## Aim 1
Answer these questions from the ocfs2 patch message:
(a) What is the allocation unit in ocfs2?
(b) Which test does the second version of the fix pass besides the kernel compile?
(c) What does block_write_full_page() drop?
## Aim 2
Extract the passage of the ocfs2 patch message that runs from "On 07/04/2010 05:32" up to and including "the tail allocation.".

## Source text
*-*-*
All of lore.kernel.org
 help / color / mirror / Atom feed
From: Tao Ma <tao.ma@oracle.com>
To: Dave Chinner <david@fromorbit.com>,
	Linus Torvalds <torvalds@linux-foundation.org>,
	Linux Kernel <linux-kernel@vger.kernel.org>,
	ocfs2-devel@oss.oracle.com, Dave Chinner <dchinner@redhat.com>,
	Christoph Hellwig <hch@lst.de>, Mark Fasheh <mfasheh@suse.com>,
	Joel Becker <joel.becker@oracle.com>
Subject: Re: [PATCH 1/2] ocfs2: Zero the tail cluster when extending past i_size v2
Date: Mon, 05 Jul 2010 11:51:44 +0800	[thread overview]
Message-ID: <4C3156D0.5090001@oracle.com> (raw)
In-Reply-To: <20100703213219.GB21262@mail.oracle.com>

Hi Joel,

On 07/04/2010 05:32 AM, Joel Becker wrote:
> 	Here's the second version of my corruption fix.  It fixes two
> bugs:
>
> 1) i_size can obviously be at a place that is a hole, so don't BUG on
>     that.
> 2) Fix an off-by-one when checking whether the write position is within
>     the tail allocation.
>
> This version passes my tail corruption test as well as the kernel
> compile that exposed the two bugs above.
>
> Joel
>
> ---------------------------------------------------------------
>
> ocfs2's allocation unit is the cluster.  This can be larger than a block
> or even a memory page.  This means that a file may have many blocks in
> its last extent that are beyond the block containing i_size.
>
> When ocfs2 grows a file, it zeros the entire cluster in order to ensure
> future i_size growth will see cleared blocks.  Unfortunately,
> block_write_full_page() drops the pages past i_size.  This means that
> ocfs2 is actually leaking garbage data into the tail end of that last
> cluster.
*-*-*
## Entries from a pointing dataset
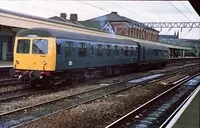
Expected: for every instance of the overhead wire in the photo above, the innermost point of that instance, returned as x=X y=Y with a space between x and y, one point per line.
x=179 y=11
x=94 y=6
x=129 y=11
x=79 y=9
x=24 y=2
x=188 y=10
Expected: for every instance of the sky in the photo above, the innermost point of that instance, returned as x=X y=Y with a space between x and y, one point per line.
x=141 y=11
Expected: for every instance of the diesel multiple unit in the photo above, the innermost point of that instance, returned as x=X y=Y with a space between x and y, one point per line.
x=46 y=56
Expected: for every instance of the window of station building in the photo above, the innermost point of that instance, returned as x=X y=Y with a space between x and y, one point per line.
x=82 y=50
x=116 y=51
x=40 y=46
x=126 y=51
x=108 y=50
x=99 y=50
x=91 y=50
x=23 y=46
x=69 y=48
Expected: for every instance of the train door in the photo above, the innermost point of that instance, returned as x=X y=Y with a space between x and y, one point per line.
x=90 y=55
x=4 y=50
x=58 y=56
x=81 y=59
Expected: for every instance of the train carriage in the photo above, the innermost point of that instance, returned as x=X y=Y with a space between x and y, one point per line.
x=41 y=53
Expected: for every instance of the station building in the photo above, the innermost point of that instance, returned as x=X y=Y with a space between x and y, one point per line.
x=120 y=25
x=12 y=22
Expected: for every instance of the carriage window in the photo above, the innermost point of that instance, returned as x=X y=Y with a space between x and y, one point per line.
x=116 y=52
x=69 y=48
x=82 y=50
x=58 y=48
x=23 y=46
x=40 y=46
x=108 y=50
x=91 y=50
x=122 y=51
x=126 y=51
x=99 y=50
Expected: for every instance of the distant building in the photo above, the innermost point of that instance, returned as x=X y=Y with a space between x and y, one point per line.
x=120 y=25
x=63 y=18
x=174 y=39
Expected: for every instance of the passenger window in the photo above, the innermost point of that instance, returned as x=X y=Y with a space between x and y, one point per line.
x=132 y=52
x=69 y=48
x=99 y=50
x=91 y=50
x=108 y=50
x=126 y=51
x=82 y=50
x=116 y=51
x=58 y=48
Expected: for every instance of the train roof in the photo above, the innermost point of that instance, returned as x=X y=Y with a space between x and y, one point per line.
x=44 y=32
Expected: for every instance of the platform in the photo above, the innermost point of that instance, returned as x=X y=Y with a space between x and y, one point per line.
x=6 y=64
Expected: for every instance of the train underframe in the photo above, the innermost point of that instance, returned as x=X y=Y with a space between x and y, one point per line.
x=68 y=77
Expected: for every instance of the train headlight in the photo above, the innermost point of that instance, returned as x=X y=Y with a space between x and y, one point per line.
x=44 y=62
x=17 y=61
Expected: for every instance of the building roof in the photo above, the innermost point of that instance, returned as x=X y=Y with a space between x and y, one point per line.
x=112 y=17
x=51 y=19
x=174 y=40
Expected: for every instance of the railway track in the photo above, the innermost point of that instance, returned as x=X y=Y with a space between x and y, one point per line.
x=8 y=81
x=50 y=107
x=23 y=93
x=46 y=106
x=149 y=114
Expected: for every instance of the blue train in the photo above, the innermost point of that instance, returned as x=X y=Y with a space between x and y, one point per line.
x=44 y=55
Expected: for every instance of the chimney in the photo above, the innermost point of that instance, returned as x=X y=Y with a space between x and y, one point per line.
x=73 y=17
x=114 y=13
x=63 y=15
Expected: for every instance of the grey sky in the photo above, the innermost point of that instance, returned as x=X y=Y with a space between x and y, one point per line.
x=142 y=11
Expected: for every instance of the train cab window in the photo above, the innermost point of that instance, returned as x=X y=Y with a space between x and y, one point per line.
x=108 y=50
x=91 y=50
x=126 y=51
x=82 y=50
x=99 y=50
x=40 y=46
x=69 y=48
x=116 y=51
x=58 y=48
x=23 y=46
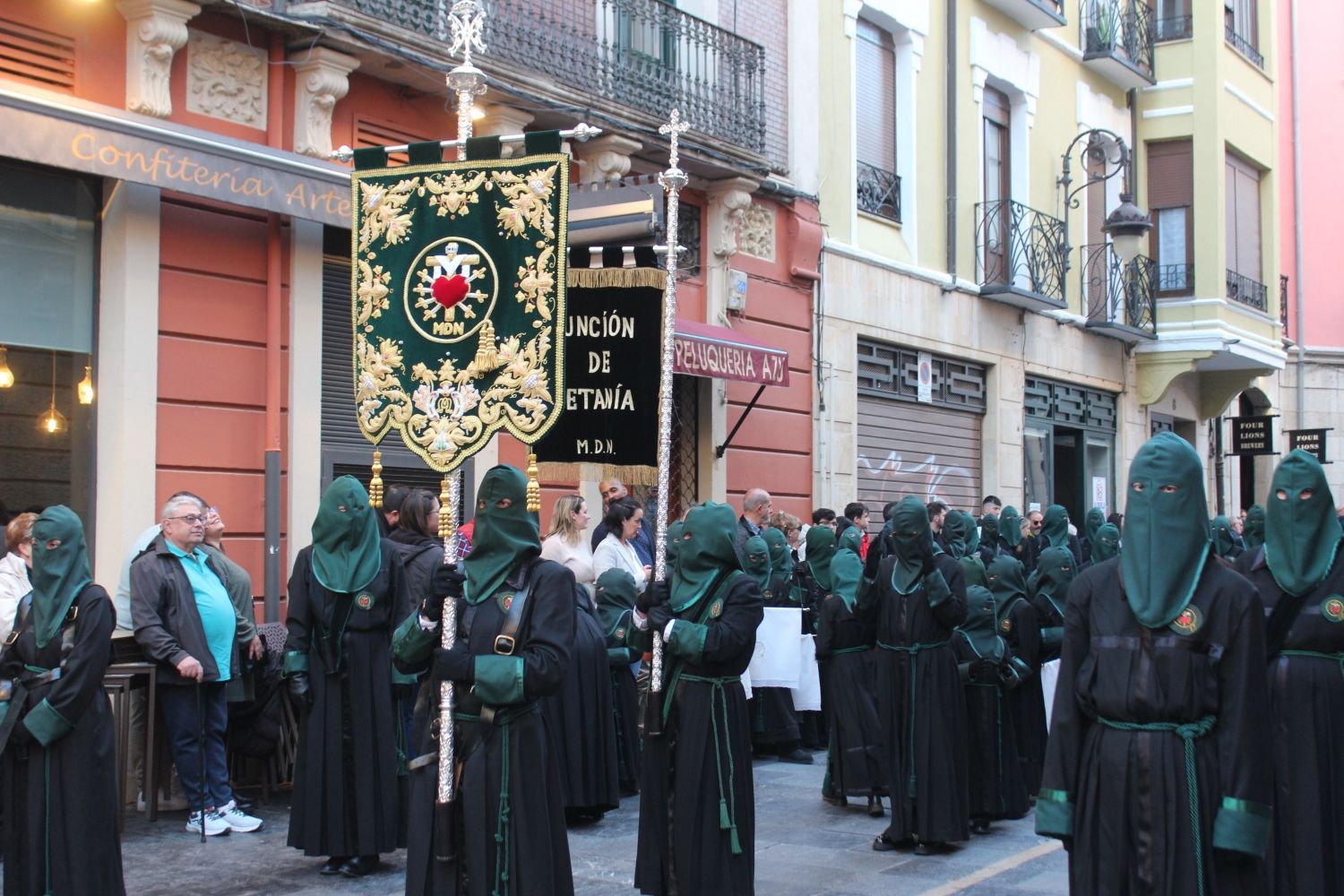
*-*-*
## Finished answer 1
(a) The cluster.
(b) The tail corruption test.
(c) The pages past i_size.

## Finished answer 2
On 07/04/2010 05:32 AM, Joel Becker wrote:
> 	Here's the second version of my corruption fix.  It fixes two
> bugs:
>
> 1) i_size can obviously be at a place that is a hole, so don't BUG on
>     that.
> 2) Fix an off-by-one when checking whether the write position is within
>     the tail allocation.